All records should be reproduced verbatim.

Collected data
------------------------------------------------------------------------
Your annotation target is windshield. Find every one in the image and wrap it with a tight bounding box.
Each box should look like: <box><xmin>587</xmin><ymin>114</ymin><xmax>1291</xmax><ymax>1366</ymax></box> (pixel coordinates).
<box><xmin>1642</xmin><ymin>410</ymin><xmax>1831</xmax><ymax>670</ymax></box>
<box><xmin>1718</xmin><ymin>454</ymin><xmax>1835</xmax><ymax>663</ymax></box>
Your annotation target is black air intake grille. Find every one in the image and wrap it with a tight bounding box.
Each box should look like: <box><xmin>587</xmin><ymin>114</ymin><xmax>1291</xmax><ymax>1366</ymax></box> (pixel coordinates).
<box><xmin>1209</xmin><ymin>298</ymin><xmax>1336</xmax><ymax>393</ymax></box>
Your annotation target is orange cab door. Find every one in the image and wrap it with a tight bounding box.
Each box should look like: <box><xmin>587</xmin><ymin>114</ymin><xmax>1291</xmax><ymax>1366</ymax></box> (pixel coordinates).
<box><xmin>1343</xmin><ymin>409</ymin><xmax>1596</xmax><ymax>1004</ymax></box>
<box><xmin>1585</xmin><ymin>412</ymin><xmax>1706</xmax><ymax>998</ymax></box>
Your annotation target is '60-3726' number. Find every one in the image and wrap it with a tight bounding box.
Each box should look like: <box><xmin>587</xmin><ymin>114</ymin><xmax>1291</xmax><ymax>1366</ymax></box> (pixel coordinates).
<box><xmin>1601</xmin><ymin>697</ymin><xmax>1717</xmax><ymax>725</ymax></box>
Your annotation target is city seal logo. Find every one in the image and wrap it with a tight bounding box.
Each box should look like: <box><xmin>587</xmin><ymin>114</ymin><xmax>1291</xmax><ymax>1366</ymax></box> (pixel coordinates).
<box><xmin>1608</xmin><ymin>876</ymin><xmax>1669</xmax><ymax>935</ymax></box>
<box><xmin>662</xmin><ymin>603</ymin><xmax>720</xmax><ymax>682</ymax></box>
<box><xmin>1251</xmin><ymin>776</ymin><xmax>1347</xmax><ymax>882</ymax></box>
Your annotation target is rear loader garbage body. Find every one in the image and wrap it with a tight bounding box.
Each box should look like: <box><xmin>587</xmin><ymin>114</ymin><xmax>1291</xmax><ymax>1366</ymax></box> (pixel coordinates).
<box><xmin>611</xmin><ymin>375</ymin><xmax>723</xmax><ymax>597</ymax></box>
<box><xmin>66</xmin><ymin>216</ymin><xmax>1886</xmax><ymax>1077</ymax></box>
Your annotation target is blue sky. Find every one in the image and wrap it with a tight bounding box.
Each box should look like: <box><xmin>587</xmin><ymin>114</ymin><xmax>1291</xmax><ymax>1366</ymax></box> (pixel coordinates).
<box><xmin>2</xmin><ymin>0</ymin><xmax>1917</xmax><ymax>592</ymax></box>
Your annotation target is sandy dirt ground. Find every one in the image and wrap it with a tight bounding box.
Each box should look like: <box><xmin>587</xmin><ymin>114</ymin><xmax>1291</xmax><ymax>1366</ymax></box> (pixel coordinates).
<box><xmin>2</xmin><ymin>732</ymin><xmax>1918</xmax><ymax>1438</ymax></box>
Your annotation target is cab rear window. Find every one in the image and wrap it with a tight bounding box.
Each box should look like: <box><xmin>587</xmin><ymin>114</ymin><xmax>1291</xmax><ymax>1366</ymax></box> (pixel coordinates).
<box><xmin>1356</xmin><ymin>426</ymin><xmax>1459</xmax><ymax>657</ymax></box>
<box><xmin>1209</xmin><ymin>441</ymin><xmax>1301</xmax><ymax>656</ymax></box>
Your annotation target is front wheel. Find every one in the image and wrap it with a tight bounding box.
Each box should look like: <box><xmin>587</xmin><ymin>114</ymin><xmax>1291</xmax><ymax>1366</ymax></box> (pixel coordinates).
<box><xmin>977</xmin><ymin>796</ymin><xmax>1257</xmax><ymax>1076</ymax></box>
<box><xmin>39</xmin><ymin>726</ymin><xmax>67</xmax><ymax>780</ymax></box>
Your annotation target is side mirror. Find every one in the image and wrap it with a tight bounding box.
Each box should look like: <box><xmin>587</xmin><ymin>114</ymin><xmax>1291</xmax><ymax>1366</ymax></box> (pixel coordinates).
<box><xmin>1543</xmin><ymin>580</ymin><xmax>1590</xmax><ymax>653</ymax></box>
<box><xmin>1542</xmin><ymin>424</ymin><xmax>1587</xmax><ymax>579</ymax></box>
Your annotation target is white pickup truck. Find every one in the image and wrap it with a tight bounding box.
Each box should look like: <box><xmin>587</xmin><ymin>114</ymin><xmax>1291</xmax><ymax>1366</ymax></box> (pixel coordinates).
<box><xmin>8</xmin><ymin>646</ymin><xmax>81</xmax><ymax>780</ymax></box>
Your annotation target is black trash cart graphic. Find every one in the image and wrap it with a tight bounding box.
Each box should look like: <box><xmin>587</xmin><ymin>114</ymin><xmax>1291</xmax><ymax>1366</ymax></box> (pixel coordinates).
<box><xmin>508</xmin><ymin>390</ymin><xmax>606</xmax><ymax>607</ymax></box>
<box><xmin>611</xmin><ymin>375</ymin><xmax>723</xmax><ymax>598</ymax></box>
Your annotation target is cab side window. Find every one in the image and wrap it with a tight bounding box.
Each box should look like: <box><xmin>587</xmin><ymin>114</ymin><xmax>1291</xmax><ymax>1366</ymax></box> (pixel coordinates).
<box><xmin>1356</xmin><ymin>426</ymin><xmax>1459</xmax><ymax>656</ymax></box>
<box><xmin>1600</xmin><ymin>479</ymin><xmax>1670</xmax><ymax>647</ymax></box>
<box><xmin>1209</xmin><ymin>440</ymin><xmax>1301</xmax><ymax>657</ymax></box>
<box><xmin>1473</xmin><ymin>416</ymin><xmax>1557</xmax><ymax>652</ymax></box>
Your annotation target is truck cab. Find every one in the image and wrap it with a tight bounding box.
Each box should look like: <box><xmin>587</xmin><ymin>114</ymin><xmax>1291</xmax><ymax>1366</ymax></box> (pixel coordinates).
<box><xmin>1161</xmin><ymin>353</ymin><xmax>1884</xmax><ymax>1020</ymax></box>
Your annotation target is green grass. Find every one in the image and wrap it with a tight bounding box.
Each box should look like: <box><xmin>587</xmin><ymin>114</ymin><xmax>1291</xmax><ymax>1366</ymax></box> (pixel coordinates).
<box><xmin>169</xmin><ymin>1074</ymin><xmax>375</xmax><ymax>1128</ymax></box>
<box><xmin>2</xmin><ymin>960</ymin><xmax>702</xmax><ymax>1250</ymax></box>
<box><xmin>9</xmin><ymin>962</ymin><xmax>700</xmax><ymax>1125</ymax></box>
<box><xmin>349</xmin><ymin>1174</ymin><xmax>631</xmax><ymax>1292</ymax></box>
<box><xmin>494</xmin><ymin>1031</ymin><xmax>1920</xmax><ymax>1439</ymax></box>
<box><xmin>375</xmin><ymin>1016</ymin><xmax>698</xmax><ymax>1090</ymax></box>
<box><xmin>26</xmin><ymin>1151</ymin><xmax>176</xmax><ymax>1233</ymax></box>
------------------------------------------------------------------------
▸ **Result**
Your annotation target is windshield. Find every one in the image and wrap it with a tight bounding box.
Each box should look like: <box><xmin>587</xmin><ymin>114</ymin><xmax>1291</xmax><ymax>1366</ymax></box> (pixel coordinates).
<box><xmin>1642</xmin><ymin>410</ymin><xmax>1831</xmax><ymax>670</ymax></box>
<box><xmin>1718</xmin><ymin>454</ymin><xmax>1835</xmax><ymax>663</ymax></box>
Your annotation target is black air intake grille. Find every one in the image and wrap it with a tight bounding box.
Each box should look like: <box><xmin>587</xmin><ymin>114</ymin><xmax>1291</xmax><ymax>1366</ymax></box> (pixel coordinates).
<box><xmin>1209</xmin><ymin>298</ymin><xmax>1336</xmax><ymax>393</ymax></box>
Your annotation target is orange cab door. Find every one in the image and wrap it with a tight bounding box.
Each box should look like: <box><xmin>587</xmin><ymin>114</ymin><xmax>1291</xmax><ymax>1366</ymax></box> (pixel coordinates).
<box><xmin>1343</xmin><ymin>409</ymin><xmax>1596</xmax><ymax>1004</ymax></box>
<box><xmin>1585</xmin><ymin>412</ymin><xmax>1706</xmax><ymax>998</ymax></box>
Your annotation target is '60-3726' number. Find every one in the image and wrap it with a tight bounding box.
Each box should look like: <box><xmin>587</xmin><ymin>114</ymin><xmax>1291</xmax><ymax>1366</ymax></box> (pixel coordinates).
<box><xmin>1601</xmin><ymin>697</ymin><xmax>1717</xmax><ymax>725</ymax></box>
Your annotation target is city seal logo. Find every one in the image and wrap it with a tight bounding box.
Each box should look like: <box><xmin>587</xmin><ymin>114</ymin><xmax>1291</xmax><ymax>1366</ymax></box> (pixel coordinates).
<box><xmin>1608</xmin><ymin>876</ymin><xmax>1669</xmax><ymax>935</ymax></box>
<box><xmin>662</xmin><ymin>603</ymin><xmax>720</xmax><ymax>682</ymax></box>
<box><xmin>1251</xmin><ymin>776</ymin><xmax>1347</xmax><ymax>882</ymax></box>
Your annotation target is rear loader garbage body. Find every one in the image and wrap it with a tight bounding box.
Each box should look like: <box><xmin>587</xmin><ymin>114</ymin><xmax>1291</xmax><ymax>1366</ymax></box> (pixel coordinates).
<box><xmin>611</xmin><ymin>375</ymin><xmax>723</xmax><ymax>597</ymax></box>
<box><xmin>66</xmin><ymin>216</ymin><xmax>1886</xmax><ymax>1077</ymax></box>
Your annotation target is blue sky. Find every one in the image and wrap it with a tight bounding box.
Each box should look like: <box><xmin>587</xmin><ymin>114</ymin><xmax>1291</xmax><ymax>1366</ymax></box> (pixel coordinates).
<box><xmin>2</xmin><ymin>0</ymin><xmax>1917</xmax><ymax>592</ymax></box>
Your annotation target is sandy dirt ground. Find every one in the image and wrap it with a tight bounding box.
Each box should look like: <box><xmin>587</xmin><ymin>114</ymin><xmax>1291</xmax><ymax>1366</ymax></box> (pixel coordinates).
<box><xmin>2</xmin><ymin>732</ymin><xmax>1918</xmax><ymax>1438</ymax></box>
Your annotation target is cab rear window. Find every one in the image and wrap it with a tight bounding box.
Each box should look like: <box><xmin>587</xmin><ymin>114</ymin><xmax>1291</xmax><ymax>1366</ymax></box> (pixel coordinates).
<box><xmin>1356</xmin><ymin>426</ymin><xmax>1459</xmax><ymax>657</ymax></box>
<box><xmin>1209</xmin><ymin>441</ymin><xmax>1301</xmax><ymax>656</ymax></box>
Your annotation target is front wheel. Find every one in the image and wrap it with a tight bounding box.
Each box should look like: <box><xmin>587</xmin><ymin>114</ymin><xmax>1291</xmax><ymax>1366</ymax></box> (pixel coordinates).
<box><xmin>977</xmin><ymin>796</ymin><xmax>1257</xmax><ymax>1076</ymax></box>
<box><xmin>39</xmin><ymin>726</ymin><xmax>67</xmax><ymax>780</ymax></box>
Your annotation target is side mirror. Find every one in the image and wrap it with a tight bounding box.
Each box should look like: <box><xmin>587</xmin><ymin>114</ymin><xmax>1291</xmax><ymax>1366</ymax></box> (pixel coordinates).
<box><xmin>1543</xmin><ymin>580</ymin><xmax>1590</xmax><ymax>653</ymax></box>
<box><xmin>1542</xmin><ymin>424</ymin><xmax>1587</xmax><ymax>579</ymax></box>
Your annotation target is white pickup truck. Find every one in the image and wrap it with a tight bounding box.
Each box should look like: <box><xmin>587</xmin><ymin>114</ymin><xmax>1291</xmax><ymax>1366</ymax></box> (pixel coordinates).
<box><xmin>8</xmin><ymin>646</ymin><xmax>81</xmax><ymax>780</ymax></box>
Your annotation target is black trash cart graphic. Find every one in the image and wrap it with a tight bounding box.
Each box should look like: <box><xmin>587</xmin><ymin>114</ymin><xmax>1291</xmax><ymax>1366</ymax></box> (pixel coordinates).
<box><xmin>508</xmin><ymin>390</ymin><xmax>606</xmax><ymax>607</ymax></box>
<box><xmin>611</xmin><ymin>375</ymin><xmax>723</xmax><ymax>598</ymax></box>
Your annotation target is cab side window. Find every one in the image and wrap it with a tight bounding box.
Each box should look like: <box><xmin>587</xmin><ymin>114</ymin><xmax>1291</xmax><ymax>1366</ymax></box> (pixel coordinates).
<box><xmin>1356</xmin><ymin>426</ymin><xmax>1459</xmax><ymax>656</ymax></box>
<box><xmin>1600</xmin><ymin>479</ymin><xmax>1670</xmax><ymax>647</ymax></box>
<box><xmin>1209</xmin><ymin>440</ymin><xmax>1301</xmax><ymax>657</ymax></box>
<box><xmin>1473</xmin><ymin>416</ymin><xmax>1557</xmax><ymax>652</ymax></box>
Your annotation target is truck cab. Find every one in the image and wrap it with a tight bounding box.
Each box should look like: <box><xmin>587</xmin><ymin>114</ymin><xmax>1291</xmax><ymax>1366</ymax></box> (pixel coordinates).
<box><xmin>1161</xmin><ymin>353</ymin><xmax>1884</xmax><ymax>1020</ymax></box>
Your annotation target is green grass. Find every one in the image and wrap it with a tight bounding box.
Each box should look like: <box><xmin>587</xmin><ymin>114</ymin><xmax>1291</xmax><ymax>1366</ymax></box> (pixel coordinates).
<box><xmin>169</xmin><ymin>1074</ymin><xmax>375</xmax><ymax>1128</ymax></box>
<box><xmin>2</xmin><ymin>960</ymin><xmax>702</xmax><ymax>1250</ymax></box>
<box><xmin>9</xmin><ymin>962</ymin><xmax>700</xmax><ymax>1125</ymax></box>
<box><xmin>349</xmin><ymin>1174</ymin><xmax>631</xmax><ymax>1292</ymax></box>
<box><xmin>494</xmin><ymin>1031</ymin><xmax>1920</xmax><ymax>1439</ymax></box>
<box><xmin>375</xmin><ymin>1016</ymin><xmax>698</xmax><ymax>1090</ymax></box>
<box><xmin>26</xmin><ymin>1151</ymin><xmax>176</xmax><ymax>1233</ymax></box>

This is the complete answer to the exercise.